## Exercise details
Write down exactly the lines of the records below, beginning with the first and ending with the line that includes "rough mask: <svg".
Task material: Begin
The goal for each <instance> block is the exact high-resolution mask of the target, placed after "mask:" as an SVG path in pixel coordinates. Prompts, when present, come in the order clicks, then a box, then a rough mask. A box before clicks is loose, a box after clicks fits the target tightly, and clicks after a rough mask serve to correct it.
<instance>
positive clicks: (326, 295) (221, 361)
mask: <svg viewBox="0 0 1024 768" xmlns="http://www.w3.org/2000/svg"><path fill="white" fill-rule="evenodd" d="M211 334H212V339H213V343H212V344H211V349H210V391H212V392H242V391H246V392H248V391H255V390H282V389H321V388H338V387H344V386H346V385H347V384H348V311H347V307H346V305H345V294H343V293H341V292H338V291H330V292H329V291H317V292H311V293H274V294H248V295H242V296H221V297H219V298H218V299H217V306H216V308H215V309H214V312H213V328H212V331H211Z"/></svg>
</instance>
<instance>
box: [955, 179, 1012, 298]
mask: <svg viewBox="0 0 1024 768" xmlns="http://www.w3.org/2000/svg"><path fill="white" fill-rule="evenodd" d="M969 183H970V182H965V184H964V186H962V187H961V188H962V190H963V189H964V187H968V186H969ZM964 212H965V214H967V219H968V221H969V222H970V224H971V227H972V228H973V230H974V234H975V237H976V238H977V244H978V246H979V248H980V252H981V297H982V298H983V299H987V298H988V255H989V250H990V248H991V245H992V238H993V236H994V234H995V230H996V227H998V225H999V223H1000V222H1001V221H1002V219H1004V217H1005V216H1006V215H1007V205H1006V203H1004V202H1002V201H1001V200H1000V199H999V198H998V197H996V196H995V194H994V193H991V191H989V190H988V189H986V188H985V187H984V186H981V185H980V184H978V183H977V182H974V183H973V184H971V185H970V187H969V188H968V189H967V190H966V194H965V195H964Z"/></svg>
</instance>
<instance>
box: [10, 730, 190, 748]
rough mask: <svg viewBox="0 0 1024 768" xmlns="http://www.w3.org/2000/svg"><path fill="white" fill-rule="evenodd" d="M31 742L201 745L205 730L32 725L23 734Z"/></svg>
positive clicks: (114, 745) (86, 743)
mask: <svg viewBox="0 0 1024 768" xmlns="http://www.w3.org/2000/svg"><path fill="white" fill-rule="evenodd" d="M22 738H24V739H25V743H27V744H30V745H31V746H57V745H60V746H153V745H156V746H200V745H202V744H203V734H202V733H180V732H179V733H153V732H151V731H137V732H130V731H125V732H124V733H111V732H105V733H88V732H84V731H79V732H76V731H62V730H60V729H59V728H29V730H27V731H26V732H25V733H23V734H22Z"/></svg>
Task material: End
## Written solution
The goal for each <instance> block is the exact high-resolution mask of the target, placed after "mask:" as an SVG path in pixel coordinates. Prompts, when present, come in the order clicks, then a box, then a rough mask. A box before clicks is loose, a box after clicks fits the target tightly, and clicks after a rough mask serve to correct it.
<instance>
positive clicks: (326, 295) (221, 361)
mask: <svg viewBox="0 0 1024 768" xmlns="http://www.w3.org/2000/svg"><path fill="white" fill-rule="evenodd" d="M211 334H212V339H213V343H212V344H211V349H210V391H212V392H242V391H246V392H248V391H255V390H282V389H321V388H338V387H344V386H346V385H347V384H348V311H347V307H346V305H345V294H343V293H341V292H338V291H330V292H329V291H317V292H311V293H274V294H248V295H242V296H221V297H219V298H218V299H217V306H216V308H215V309H214V312H213V328H212V331H211Z"/></svg>
</instance>
<instance>
box: [955, 179, 1012, 298]
mask: <svg viewBox="0 0 1024 768" xmlns="http://www.w3.org/2000/svg"><path fill="white" fill-rule="evenodd" d="M969 183H970V182H965V184H964V186H962V187H961V188H962V190H963V189H964V187H968V186H969ZM964 212H965V214H967V219H968V221H969V222H970V224H971V227H972V228H973V230H974V234H975V237H976V238H977V244H978V246H979V248H980V252H981V297H982V298H983V299H987V298H988V255H989V250H990V248H991V245H992V238H993V236H994V234H995V230H996V227H998V225H999V223H1000V222H1001V221H1002V219H1004V217H1005V216H1006V215H1007V205H1006V203H1004V202H1002V201H1001V200H1000V199H999V198H998V197H996V196H995V194H994V193H991V191H989V190H988V189H986V188H985V187H984V186H981V185H980V184H978V183H977V182H974V183H973V184H971V185H970V187H969V188H968V189H967V190H966V194H965V195H964Z"/></svg>
</instance>
<instance>
box: [10, 730, 190, 748]
rough mask: <svg viewBox="0 0 1024 768" xmlns="http://www.w3.org/2000/svg"><path fill="white" fill-rule="evenodd" d="M31 742L201 745L205 730L32 725L23 734Z"/></svg>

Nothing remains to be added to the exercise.